# [TEXT SEGMENT]
::::::
# 07 chevys



## rawfish (Nov 15, 2005)

Anyone have any pictures of what they look like?


----------



## raptorman03 (Mar 1, 2004)

I have not seen the 07 trucks but chevy has pics of the 07 tahoe on the web site ill get you a link 
http://www.chevrolet.com/tahoe/2007/


----------



## Antnee77 (Oct 25, 2005)

Yeah the new Tahoe should give a good idea of what the next gen pickups will look like.


----------



## William B. (Jul 22, 2004)

Check out edmunds.com They have some spy pics.

William


----------



## rcpd34 (Jan 16, 2004)

William B. said:


> Check out edmunds.com They have some spy pics.
> 
> William


Got a link? I can't find it.


----------



## William B. (Jul 22, 2004)

Here are the Chevy Pics
http://www.edmunds.com/insideline/do/FVDP/MakeIndex/make=Chevrolet
and here are the GMC pics
http://www.edmunds.com/insideline/do/FVDP/MakeIndex/make=GMC
And for our Ford and Dodge fans
http://www.edmunds.com/insideline/do/FVDP/MakeIndex/make=Ford
http://www.edmunds.com/insideline/do/FVDP/MakeIndex/make=Dodge

William


----------



## PremierLand (Jun 11, 2004)

Eww. Those Chevy and GMC's look too much like something toyota or honda would make. It doesnt look masciuline to me. But im sure it'll grow on me over time, and I'll prolly have one in my driveway. LOL


----------



## rcpd34 (Jan 16, 2004)

Saving already for an '07 CC D/A!
::::::
# [RECORDS SUPPLIED]
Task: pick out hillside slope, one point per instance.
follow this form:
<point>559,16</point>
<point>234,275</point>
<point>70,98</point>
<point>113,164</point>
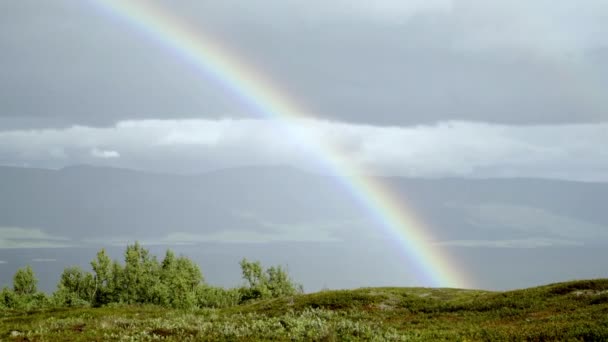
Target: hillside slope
<point>572,311</point>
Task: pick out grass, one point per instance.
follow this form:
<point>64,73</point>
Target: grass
<point>572,311</point>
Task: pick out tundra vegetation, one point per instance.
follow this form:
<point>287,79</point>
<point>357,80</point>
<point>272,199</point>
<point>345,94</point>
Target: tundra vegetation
<point>147,299</point>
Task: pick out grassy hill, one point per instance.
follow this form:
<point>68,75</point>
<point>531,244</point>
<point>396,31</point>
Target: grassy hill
<point>571,311</point>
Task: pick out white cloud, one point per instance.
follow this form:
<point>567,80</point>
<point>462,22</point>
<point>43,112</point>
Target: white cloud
<point>452,148</point>
<point>17,237</point>
<point>104,154</point>
<point>519,243</point>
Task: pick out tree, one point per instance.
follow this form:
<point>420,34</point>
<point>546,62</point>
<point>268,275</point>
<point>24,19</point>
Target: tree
<point>140,276</point>
<point>274,282</point>
<point>180,278</point>
<point>102,278</point>
<point>75,288</point>
<point>24,281</point>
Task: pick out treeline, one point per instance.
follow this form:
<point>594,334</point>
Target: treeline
<point>175,282</point>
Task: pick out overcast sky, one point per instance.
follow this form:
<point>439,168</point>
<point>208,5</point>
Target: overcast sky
<point>414,88</point>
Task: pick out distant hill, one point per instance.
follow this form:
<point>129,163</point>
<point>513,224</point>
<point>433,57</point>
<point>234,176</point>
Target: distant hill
<point>93,202</point>
<point>573,311</point>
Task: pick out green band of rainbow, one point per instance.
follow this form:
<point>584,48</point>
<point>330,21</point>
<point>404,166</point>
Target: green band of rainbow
<point>213,60</point>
::::::
# [ACTIONS TO TAKE]
• a. Answer these about the '07 Chevys forum thread:
(i) Which website does William B. first suggest for spy pictures?
(ii) Which 2007 vehicle does raptorman03 say Chevy shows on its website?
(iii) What does rcpd34 say he is already saving for?
• b. Supply what comes next in the '07 Chevys forum thread, picking up after its final line.
The records can be left aside here.

# [TASK-BY-TASK RESULTS]
• a.
(i) edmunds.com
(ii) The 2007 Tahoe
(iii) An '07 CC D/A

• b.
----------



## NoFearDeere (Nov 7, 2005)

I would have to agree with Mark on this one. I really like the look of the 03-06 body style. I wish they wouldnt change the body style every 3 years but like everything else, you get use to it. I think the 07 Ford super dutys will look good. I know I like my F450! Hopefully next year I will get to replace my 01 Dodge with a 05 2500HD! :waving:


----------



## flykelley (Dec 29, 2003)

Hi Guys
As most of you know I work for Gm at the Full Size Truck Plant in Pontiac Mi. I had the chance tonight to go over to the engineering center next to our plant. I got to see the 07 Pickup, man guys it is a whole new look. The body was still cover but I did get to see part of the sheet metal.
It reminds me of a little bit of a Ford Truck. The interior is a whole new look. The inside is clean lines. The headlights and taillights are nothing like is out there now, and I do not see how you will ever get a strobe head in one.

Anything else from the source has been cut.